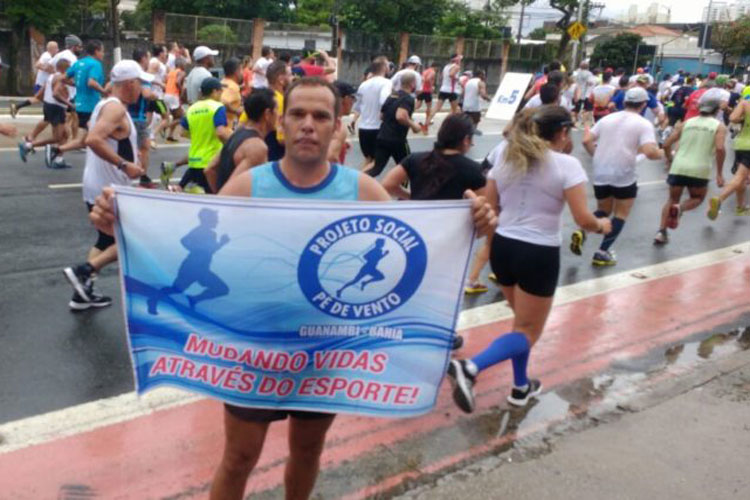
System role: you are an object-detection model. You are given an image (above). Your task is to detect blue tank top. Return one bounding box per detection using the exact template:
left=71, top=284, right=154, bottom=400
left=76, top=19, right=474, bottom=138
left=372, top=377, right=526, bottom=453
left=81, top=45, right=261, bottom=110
left=249, top=161, right=360, bottom=201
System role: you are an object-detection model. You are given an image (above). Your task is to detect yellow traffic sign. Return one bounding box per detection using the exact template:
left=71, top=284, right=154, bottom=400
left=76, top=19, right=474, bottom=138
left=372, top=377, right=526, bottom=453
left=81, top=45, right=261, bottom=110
left=568, top=21, right=586, bottom=40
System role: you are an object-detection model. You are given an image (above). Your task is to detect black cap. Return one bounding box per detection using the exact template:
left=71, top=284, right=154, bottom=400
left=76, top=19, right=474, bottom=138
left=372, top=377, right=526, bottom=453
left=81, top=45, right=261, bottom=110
left=201, top=76, right=224, bottom=95
left=333, top=80, right=357, bottom=97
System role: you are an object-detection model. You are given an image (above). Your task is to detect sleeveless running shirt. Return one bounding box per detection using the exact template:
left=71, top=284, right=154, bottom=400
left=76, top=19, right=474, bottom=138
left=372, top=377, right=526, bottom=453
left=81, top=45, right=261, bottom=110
left=186, top=99, right=223, bottom=169
left=440, top=63, right=458, bottom=94
left=463, top=78, right=479, bottom=113
left=669, top=116, right=719, bottom=179
left=83, top=97, right=138, bottom=204
left=248, top=162, right=360, bottom=201
left=216, top=127, right=263, bottom=192
left=734, top=106, right=750, bottom=151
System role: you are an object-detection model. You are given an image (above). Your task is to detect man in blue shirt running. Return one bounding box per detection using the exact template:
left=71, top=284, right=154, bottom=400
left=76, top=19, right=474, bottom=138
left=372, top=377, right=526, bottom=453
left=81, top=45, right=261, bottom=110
left=44, top=40, right=107, bottom=168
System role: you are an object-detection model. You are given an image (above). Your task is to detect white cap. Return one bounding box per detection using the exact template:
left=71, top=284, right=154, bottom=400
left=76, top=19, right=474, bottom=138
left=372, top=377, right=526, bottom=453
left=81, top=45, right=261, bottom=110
left=193, top=45, right=219, bottom=61
left=109, top=59, right=154, bottom=83
left=625, top=87, right=648, bottom=102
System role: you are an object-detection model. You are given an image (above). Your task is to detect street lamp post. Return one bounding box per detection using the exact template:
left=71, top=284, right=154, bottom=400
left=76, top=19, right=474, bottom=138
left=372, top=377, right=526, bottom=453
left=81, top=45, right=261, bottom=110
left=698, top=0, right=713, bottom=75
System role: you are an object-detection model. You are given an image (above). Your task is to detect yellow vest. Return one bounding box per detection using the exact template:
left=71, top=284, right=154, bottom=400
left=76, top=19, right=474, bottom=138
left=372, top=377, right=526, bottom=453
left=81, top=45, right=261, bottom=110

■ Exercise instructions:
Rewrite all of the data above, replacing "bounding box" with "rectangle" and keeping everything else the same. Leave the pictures out of your answer.

■ Expected answer:
System role: you are an object-detection model. You are given an image (above). Your task is to detect blue tank top. Return one rectangle per detection using the exact template:
left=71, top=284, right=154, bottom=400
left=76, top=19, right=474, bottom=138
left=372, top=377, right=526, bottom=453
left=81, top=45, right=261, bottom=110
left=249, top=161, right=360, bottom=201
System role: you are an object-detection model. You are given an image (above). Your task is to detect yellow traffic sign. Return one rectangle per detection using the exact template:
left=71, top=284, right=154, bottom=400
left=76, top=19, right=474, bottom=138
left=372, top=377, right=526, bottom=453
left=81, top=45, right=261, bottom=110
left=568, top=21, right=586, bottom=40
System role: you are an object-detection model. You are given an image (above). Your task is to detect black cap. Return one rectangle per detection using the exact template:
left=71, top=284, right=154, bottom=400
left=76, top=19, right=474, bottom=138
left=372, top=377, right=526, bottom=453
left=81, top=45, right=261, bottom=110
left=201, top=76, right=224, bottom=95
left=333, top=80, right=357, bottom=97
System role: you are an object-detection model. You are given an image (above). Your task is to detect sleeveless running shirt. Return one rectangle per detection using the exact template:
left=71, top=284, right=154, bottom=400
left=76, top=19, right=474, bottom=138
left=372, top=377, right=526, bottom=453
left=81, top=45, right=261, bottom=110
left=186, top=99, right=223, bottom=169
left=440, top=63, right=458, bottom=94
left=463, top=78, right=479, bottom=113
left=669, top=116, right=719, bottom=179
left=83, top=97, right=138, bottom=204
left=248, top=162, right=360, bottom=201
left=216, top=127, right=263, bottom=192
left=734, top=106, right=750, bottom=151
System role: you are an object-detection model. You are given an image (above). Your task is to detect man in blue shirt running. Return one rectangle per detection using the exact template:
left=71, top=284, right=154, bottom=400
left=76, top=19, right=474, bottom=138
left=372, top=377, right=526, bottom=453
left=81, top=45, right=261, bottom=110
left=44, top=40, right=107, bottom=168
System role: you are an object-detection model. You are given an image (above). Your task is to detect white cap. Return one rectangle per detection using the exact template:
left=71, top=284, right=154, bottom=400
left=76, top=19, right=474, bottom=138
left=372, top=377, right=526, bottom=453
left=81, top=45, right=261, bottom=110
left=193, top=45, right=219, bottom=61
left=109, top=59, right=154, bottom=83
left=625, top=87, right=648, bottom=102
System role: you are an object-detection model. You are given an image (above). Your task is to detect street lamp post. Return one rectangle per detection using the exact template:
left=71, top=284, right=154, bottom=400
left=76, top=19, right=474, bottom=138
left=372, top=377, right=526, bottom=453
left=81, top=45, right=261, bottom=110
left=698, top=0, right=713, bottom=75
System role: you are an object-detection model. You are given an image (above). Your task is to detect yellow vest. Return one rectangle per detection using the exact template:
left=71, top=284, right=154, bottom=400
left=76, top=19, right=474, bottom=138
left=372, top=377, right=526, bottom=453
left=81, top=45, right=261, bottom=110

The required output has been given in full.